• Texte à lire
§ §

Starting Block - Les 10 ans de Block
BLOCK DE DÉPART Si vous êtes un·e fidèle lecteur·trice de Block, premièrement, merci, et deuxièmement, vous avez dû remarquer que ce numéro est quelque peu différent.
Par : Daniel Bromberg
Photos Par : Frederic Tougas
Cheryl Catterall est tout sourire en laçant ses bottes à embout d’acier, les yeux rivés sur le grand chantier qui lui fait face.
Le projet du 1001, boulevard Robert-Bourassa, dans le Quartier international de Montréal, est sur le point de voir le jour. Coconçu par le studio multimédia montréalais Moment Factory et le cabinet d’architectes américain Gensler, le rez-de-chaussée de cet immeuble du centre-ville est en pleine métamorphose pour répondre aux besoins des milieux de travail modernes et des personnes qui les utilisent.
Avec une ouverture prévue en 2024, l’espace est en cours d’aménagement : vestes et casques de sécurité sont toujours de rigueur sous les fils électriques qui pendent des plafonds ouverts. Cela fait plus de quatre ans et demi que les plans ont été dessinés, bien avant que la pandémie ne vienne bousculer nos habitudes personnelles et professionnelles.
À cette époque, l’amorce d’un changement flottait déjà dans l’air, influençant la conversion de cette tour de bureaux appartenant à Allied en un lieu plus fonctionnel, plus vivable, plus respirable.

§ §

• Extrait source
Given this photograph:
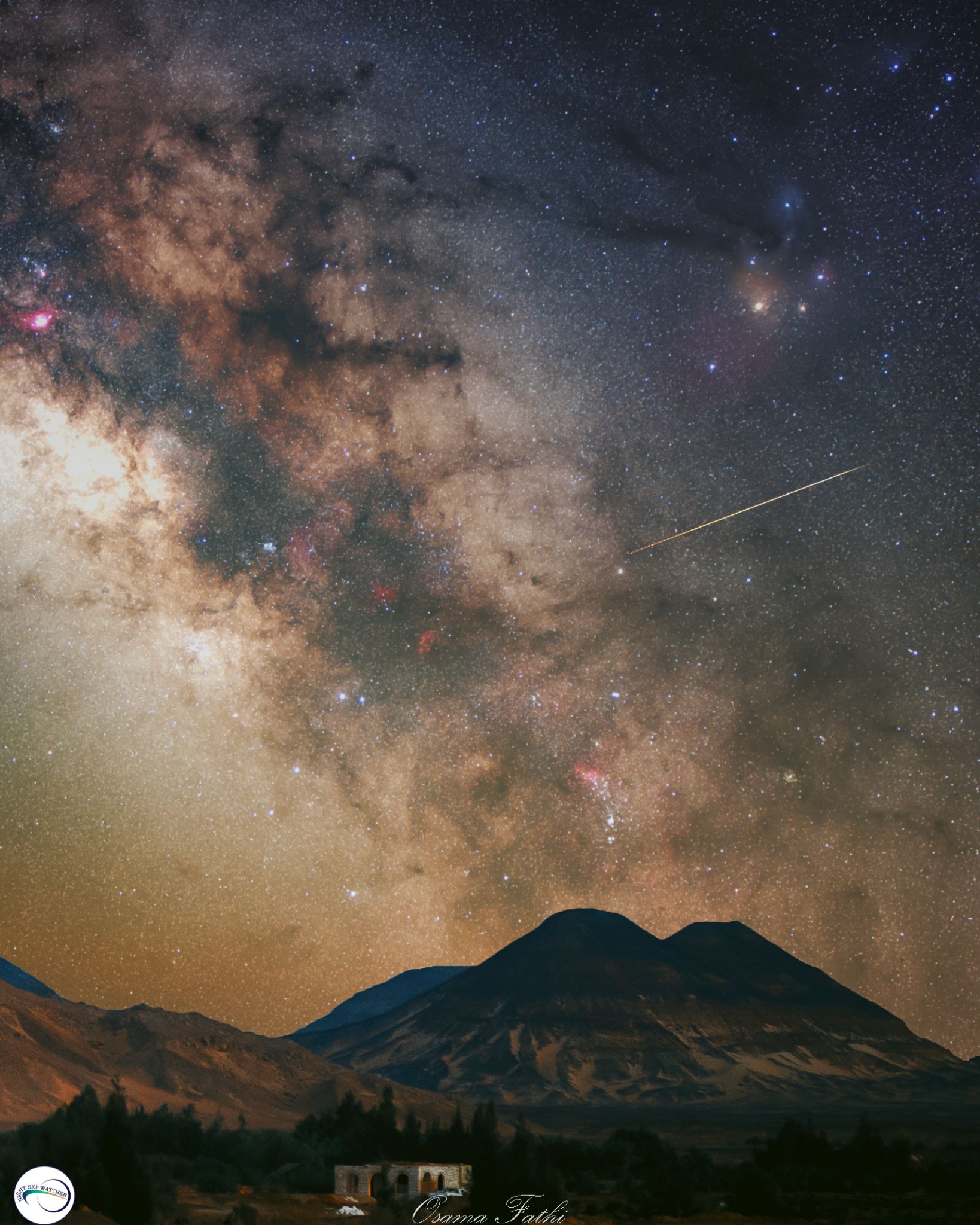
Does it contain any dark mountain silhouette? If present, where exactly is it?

§ §

• Question courte 1
Selon le texte à lire, qui a coconçu le rez-de-chaussée de l'immeuble du 1001, boulevard Robert-Bourassa ?
• Question courte 2
Traduisez en anglais cette phrase du texte à lire : « Cela fait plus de quatre ans et demi que les plans ont été dessinés, bien avant que la pandémie ne vienne bousculer nos habitudes personnelles et professionnelles. »

• Réponse attendue 1
Le studio multimédia montréalais Moment Factory et le cabinet d'architectes américain Gensler.

• Réponse attendue 2
The plans were drawn up more than four and a half years ago, well before the pandemic came along and upended our personal and professional habits.